▶ SELECTED PASSAGE
COPENHAGEN, Dec 21 (Reuters) – Danish pharmaceutical group Lundbeck said on Wednesday it had submitted a European marketing authorization application for its alcohol dependence treatment Selincro as the company works to replace revenue from key drugs when patents expire.
A reduction in heavy drinking days and total alcohol consumption had been seen within the first month of treatment in three studies and was maintained throughout a 12-month safety study, Lundbeck said in a statement.
The drug had also shown to be well tolerated, it said.
“Selincro is the first medicine aimed at regulatory approval in Europe for the reduction of alcohol consumption in patients with alcohol dependence,” Lundbeck said in the statement.
Shares in Lundbeck rose 1.3 percent at 0928 GMT, outperforming a nearly flat STOXX Europe 600 healthcare index and a 0.5 percent rise in the Copenhagen stock exchange’s benchmark index.
Lundbeck has licensed the rights to Selincro, which reduces the urge to continue drinking when alcohol is consumed, from Finnish pharmaceuticals company Biotie Therapeutics Corp. .
Under the deal, Biotie received an execution fee of 12 million euro and is eligible for up to 84 million euro in upfront and milestone payments plus royalty on sales.
Lundbeck will be responsible for manufacturing and registration of the product and holds the global rights to the compound, it said.
The Danish company generates most of its revenue from antidepressant Cipralex, sold as Lexapro in the United States by Forest Laboratories and is working to find replacements as patents expire.
The key antidepressant’s patents expire between 2012 and 2014 and Lundbeck has warned it stands to lose about 90 percent of U.S. sales of Lexapro due to generic competition.
Lundbeck said it would present efficacy and safety data from its clinical phase III programme for Selincro at the 20th European Congress of Psychiatry in Prague on March 3-6 next year.

▶ INFORMATION PROVIDED
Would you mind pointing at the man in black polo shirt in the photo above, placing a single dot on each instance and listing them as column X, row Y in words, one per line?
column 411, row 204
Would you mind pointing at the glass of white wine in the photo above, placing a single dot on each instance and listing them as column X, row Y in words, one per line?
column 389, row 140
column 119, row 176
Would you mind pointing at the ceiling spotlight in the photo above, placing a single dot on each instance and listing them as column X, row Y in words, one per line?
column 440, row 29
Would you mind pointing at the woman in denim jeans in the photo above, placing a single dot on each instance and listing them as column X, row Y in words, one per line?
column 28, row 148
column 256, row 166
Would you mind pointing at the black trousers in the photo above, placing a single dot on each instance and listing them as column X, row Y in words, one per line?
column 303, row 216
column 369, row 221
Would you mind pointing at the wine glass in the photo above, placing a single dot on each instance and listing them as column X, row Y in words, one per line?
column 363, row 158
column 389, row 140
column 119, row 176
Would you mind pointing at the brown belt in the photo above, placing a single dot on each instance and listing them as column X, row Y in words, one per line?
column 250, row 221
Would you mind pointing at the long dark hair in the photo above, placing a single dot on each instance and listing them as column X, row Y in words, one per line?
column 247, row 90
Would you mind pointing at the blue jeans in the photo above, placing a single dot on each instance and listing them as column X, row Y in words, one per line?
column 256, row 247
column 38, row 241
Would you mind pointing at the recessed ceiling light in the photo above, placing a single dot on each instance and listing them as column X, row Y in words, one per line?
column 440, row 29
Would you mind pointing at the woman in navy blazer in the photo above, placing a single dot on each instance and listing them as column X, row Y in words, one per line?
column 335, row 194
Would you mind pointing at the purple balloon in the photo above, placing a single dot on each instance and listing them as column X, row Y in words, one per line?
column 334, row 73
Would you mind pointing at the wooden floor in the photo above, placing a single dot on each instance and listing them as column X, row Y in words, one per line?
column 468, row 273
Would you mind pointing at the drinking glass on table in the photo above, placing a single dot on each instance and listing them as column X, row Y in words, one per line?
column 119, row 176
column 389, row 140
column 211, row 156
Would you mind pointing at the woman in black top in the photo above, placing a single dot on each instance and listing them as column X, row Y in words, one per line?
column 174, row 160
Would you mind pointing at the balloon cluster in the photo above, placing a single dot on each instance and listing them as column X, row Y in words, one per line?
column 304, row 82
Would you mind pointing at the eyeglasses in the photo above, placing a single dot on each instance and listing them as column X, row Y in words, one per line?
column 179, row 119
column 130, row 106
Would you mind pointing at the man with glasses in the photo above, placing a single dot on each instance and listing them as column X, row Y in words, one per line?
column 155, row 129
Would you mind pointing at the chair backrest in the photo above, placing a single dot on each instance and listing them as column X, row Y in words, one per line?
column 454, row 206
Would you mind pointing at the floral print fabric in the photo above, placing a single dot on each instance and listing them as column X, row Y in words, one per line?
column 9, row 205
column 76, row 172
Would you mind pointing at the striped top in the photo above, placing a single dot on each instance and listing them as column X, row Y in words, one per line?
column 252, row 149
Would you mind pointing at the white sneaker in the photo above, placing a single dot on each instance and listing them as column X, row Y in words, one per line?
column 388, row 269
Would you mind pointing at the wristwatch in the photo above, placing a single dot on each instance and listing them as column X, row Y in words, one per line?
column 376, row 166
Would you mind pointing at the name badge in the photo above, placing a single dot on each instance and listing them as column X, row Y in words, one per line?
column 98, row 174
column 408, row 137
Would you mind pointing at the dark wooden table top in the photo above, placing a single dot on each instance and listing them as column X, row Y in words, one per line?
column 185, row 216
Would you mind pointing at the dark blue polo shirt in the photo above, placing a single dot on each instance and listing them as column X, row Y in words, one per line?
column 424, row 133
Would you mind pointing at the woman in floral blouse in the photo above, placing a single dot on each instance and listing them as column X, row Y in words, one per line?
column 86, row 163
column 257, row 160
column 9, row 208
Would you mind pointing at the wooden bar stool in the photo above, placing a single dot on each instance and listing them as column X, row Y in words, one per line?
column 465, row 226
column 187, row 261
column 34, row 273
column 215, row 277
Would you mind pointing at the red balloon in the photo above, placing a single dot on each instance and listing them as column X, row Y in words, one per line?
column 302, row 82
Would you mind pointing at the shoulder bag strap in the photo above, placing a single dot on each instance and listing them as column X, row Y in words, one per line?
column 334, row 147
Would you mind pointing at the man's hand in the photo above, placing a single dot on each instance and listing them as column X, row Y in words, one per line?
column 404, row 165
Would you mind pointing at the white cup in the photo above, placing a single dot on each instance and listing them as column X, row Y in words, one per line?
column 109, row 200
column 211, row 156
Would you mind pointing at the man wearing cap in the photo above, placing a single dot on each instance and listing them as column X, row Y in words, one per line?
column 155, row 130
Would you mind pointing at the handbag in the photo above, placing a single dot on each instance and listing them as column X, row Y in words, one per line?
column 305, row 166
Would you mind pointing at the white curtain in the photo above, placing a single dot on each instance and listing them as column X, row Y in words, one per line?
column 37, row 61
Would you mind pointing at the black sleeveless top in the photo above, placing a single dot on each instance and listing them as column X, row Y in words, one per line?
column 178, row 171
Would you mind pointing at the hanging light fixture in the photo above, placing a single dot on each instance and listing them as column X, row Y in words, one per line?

▶ ACTIVITY LIST
1/ Update the Lundbeck article, starting with "Lundbeck has licensed" and going on through "compound, it said.", with "execution fee" changed to "signing fee".
2/ Answer these questions from the Lundbeck article:
(a) By what percentage had Lundbeck shares risen at 0928 GMT?
(b) From which company did Lundbeck license the rights to Selincro?
(c) Where and when will Lundbeck present the phase III data for Selincro?

▶ SOLUTION SET
1/
Lundbeck has licensed the rights to Selincro, which reduces the urge to continue drinking when alcohol is consumed, from Finnish pharmaceuticals company Biotie Therapeutics Corp. .
Under the deal, Biotie received an signing fee of 12 million euro and is eligible for up to 84 million euro in upfront and milestone payments plus royalty on sales.
Lundbeck will be responsible for manufacturing and registration of the product and holds the global rights to the compound, it said.

2/
(a) 1.3 percent.
(b) Biotie Therapeutics Corp., a Finnish pharmaceuticals company.
(c) At the 20th European Congress of Psychiatry in Prague, on March 3-6 next year.